--- Start of PAGE ---

Trying to figure out why my nil check fails when calling a method with no param, or a param id which yields no records.

@game = Game.where(:id => params[:id]).first

if @game.nil?
  redirect_to root_path
end

In console this works fine.

>> pp @game.nil?
=> true

In application this fails (it never redirects!), why?

EDIT 1:

In console ( with param id nil or non existent record value): This works:

unless Game.exists?(params[:id])
  raise('ok')
end

But not in the real life application :( I tried almost every way to check the record to be existent or valid, the code just runs past this check and continues as is

EDIT 2:

Looking at some other code I noticed I used a return statement IT seems to solve it with that so..

Works:

unless Game.exists?(params[:id])
  redirect_to root_path
  return
end

Fails:

unless Game.exists?(params[:id])
  redirect_to root_path
end

Not quite sure why it needs an return after the redirect_to explicit

like image 951
Rubytastic Avatar asked Dec 09 '22 12:12

Rubytastic


1 Answers

If the redirect_to instruction is not the last instruction in your controller, the redirect will never happen.

if @game.nil?
  redirect_to root_path
  return
end

render @game

Without the return, the redirect_to will be overridden by a render. You have to see it like this: Rails will not immediately redirect upon a redirect_to instruction. It will set the instruction somewhere and once your Controller returns, it will retrieve if there is a set action to do, if not, it will jump to the default action ("render action view")

Possibly would be nice if there was a warning that you overwrite your action if you have multiple redirects/renders, but other than that, this is totally fine behaviour.

Regards.

EDIT

On a side note, if you're using Rails 4, use Game.find_by(id: params[:id]) instead of Game.where(id: params[:id]).first.
If you simply want to check existance, Game.exists?(params[:id]) is a nice way, as others have mentioned. Game.find(params[:id]) will throw an error if id can't be found. A good hint would be to work with slugs as people might guess your games' IDs which is basically a security vulnerability.

--- End of PAGE ---
--- Start of DATA RECORDS ---

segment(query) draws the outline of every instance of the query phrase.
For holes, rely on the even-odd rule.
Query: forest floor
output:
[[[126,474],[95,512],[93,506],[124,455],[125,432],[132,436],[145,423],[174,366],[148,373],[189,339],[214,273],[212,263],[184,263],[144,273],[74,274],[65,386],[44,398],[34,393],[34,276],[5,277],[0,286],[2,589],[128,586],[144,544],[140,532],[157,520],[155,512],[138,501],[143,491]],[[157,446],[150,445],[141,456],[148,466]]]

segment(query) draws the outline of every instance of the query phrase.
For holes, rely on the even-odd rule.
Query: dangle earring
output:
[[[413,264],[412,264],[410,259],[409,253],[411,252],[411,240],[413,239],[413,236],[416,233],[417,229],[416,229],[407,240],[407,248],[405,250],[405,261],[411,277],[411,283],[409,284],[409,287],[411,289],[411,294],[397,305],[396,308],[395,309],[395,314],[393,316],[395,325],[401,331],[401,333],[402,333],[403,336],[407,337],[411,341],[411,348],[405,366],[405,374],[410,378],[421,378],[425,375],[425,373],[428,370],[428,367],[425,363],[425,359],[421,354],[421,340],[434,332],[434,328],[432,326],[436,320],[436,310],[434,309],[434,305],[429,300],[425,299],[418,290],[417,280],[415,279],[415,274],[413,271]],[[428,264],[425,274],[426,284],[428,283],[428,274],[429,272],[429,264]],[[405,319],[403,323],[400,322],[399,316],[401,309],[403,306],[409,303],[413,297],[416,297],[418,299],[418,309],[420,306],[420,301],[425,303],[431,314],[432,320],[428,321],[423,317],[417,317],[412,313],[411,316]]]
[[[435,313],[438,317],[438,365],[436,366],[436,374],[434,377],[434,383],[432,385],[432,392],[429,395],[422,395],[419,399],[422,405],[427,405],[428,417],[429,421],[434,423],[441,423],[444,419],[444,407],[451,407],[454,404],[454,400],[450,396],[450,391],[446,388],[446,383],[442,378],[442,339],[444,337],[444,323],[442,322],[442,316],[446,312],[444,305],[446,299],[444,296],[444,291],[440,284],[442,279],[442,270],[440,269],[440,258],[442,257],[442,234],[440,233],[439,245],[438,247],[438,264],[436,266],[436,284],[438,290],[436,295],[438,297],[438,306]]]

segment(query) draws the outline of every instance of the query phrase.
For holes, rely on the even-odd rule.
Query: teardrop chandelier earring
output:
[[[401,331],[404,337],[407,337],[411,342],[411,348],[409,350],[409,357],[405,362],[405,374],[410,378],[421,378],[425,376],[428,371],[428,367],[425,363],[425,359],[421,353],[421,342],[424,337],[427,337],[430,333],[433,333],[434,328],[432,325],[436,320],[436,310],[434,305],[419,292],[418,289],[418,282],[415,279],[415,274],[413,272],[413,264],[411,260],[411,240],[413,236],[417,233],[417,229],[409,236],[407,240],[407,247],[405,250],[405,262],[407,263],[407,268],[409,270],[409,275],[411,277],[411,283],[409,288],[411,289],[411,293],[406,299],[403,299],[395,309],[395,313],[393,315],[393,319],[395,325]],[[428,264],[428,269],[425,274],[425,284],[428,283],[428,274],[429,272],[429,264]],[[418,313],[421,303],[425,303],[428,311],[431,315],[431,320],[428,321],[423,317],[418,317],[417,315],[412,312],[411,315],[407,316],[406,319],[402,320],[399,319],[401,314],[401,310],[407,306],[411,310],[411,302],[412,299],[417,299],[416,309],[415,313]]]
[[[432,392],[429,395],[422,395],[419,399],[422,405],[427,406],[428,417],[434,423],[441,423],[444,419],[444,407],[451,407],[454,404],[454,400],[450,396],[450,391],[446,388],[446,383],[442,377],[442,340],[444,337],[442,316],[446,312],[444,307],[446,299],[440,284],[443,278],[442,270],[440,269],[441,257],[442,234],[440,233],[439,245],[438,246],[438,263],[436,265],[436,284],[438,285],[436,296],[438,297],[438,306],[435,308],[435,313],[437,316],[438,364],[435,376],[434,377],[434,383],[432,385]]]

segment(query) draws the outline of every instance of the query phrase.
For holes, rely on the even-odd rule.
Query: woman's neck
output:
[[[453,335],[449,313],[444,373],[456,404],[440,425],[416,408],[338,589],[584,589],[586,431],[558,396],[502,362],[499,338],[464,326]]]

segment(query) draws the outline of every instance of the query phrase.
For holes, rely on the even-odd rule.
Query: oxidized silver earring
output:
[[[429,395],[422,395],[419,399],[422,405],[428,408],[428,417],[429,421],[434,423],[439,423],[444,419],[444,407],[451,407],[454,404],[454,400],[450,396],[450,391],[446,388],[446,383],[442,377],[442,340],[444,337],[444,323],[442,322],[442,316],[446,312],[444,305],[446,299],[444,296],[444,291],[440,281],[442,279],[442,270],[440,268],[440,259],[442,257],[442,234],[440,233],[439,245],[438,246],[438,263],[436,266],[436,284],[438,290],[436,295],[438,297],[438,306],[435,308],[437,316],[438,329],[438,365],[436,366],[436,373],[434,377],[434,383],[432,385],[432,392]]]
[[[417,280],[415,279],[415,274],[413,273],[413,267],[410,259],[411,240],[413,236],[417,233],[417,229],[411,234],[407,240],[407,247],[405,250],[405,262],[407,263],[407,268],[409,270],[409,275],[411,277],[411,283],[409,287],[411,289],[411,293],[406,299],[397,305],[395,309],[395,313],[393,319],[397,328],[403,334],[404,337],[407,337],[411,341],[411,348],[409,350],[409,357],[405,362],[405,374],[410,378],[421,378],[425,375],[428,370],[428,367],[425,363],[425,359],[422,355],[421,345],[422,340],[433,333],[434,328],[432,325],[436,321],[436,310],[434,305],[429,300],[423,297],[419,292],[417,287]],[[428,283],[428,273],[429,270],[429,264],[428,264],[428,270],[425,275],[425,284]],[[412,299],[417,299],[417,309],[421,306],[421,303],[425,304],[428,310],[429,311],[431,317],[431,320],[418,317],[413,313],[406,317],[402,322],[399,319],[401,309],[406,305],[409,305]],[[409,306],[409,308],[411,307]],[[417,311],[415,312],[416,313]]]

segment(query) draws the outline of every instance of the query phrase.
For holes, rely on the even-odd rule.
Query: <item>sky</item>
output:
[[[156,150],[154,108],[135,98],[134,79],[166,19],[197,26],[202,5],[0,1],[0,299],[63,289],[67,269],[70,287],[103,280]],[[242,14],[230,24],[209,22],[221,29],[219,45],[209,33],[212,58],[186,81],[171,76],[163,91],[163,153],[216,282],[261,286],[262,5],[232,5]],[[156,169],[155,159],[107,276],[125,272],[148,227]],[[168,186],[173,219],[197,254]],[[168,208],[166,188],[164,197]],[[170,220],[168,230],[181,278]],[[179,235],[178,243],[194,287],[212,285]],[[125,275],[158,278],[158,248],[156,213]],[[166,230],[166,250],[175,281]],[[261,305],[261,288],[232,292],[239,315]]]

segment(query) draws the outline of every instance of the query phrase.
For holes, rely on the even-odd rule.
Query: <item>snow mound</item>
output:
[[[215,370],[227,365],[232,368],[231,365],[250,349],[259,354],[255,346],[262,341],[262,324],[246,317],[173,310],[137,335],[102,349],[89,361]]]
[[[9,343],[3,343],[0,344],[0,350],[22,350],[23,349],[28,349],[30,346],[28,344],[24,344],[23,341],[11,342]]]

--- End of DATA RECORDS ---

## SHORT EXERCISE
Decide whether each of these statements agrees with the Rails redirect discussion above, answering yes or no and quoting the deciding words of the text: 1. In the console, checking @game.nil? gave true. 2. According to the answer, Rails redirects immediately upon a redirect_to instruction. 3. According to the answer, Game.find(params[:id]) throws an error if the id cannot be found.

## WORKED ANSWER
1. Yes: "In console this works fine." followed by "=> true".
2. No: "Rails will not immediately redirect upon a redirect_to instruction."
3. Yes: "Game.find(params[:id]) will throw an error if id can't be found."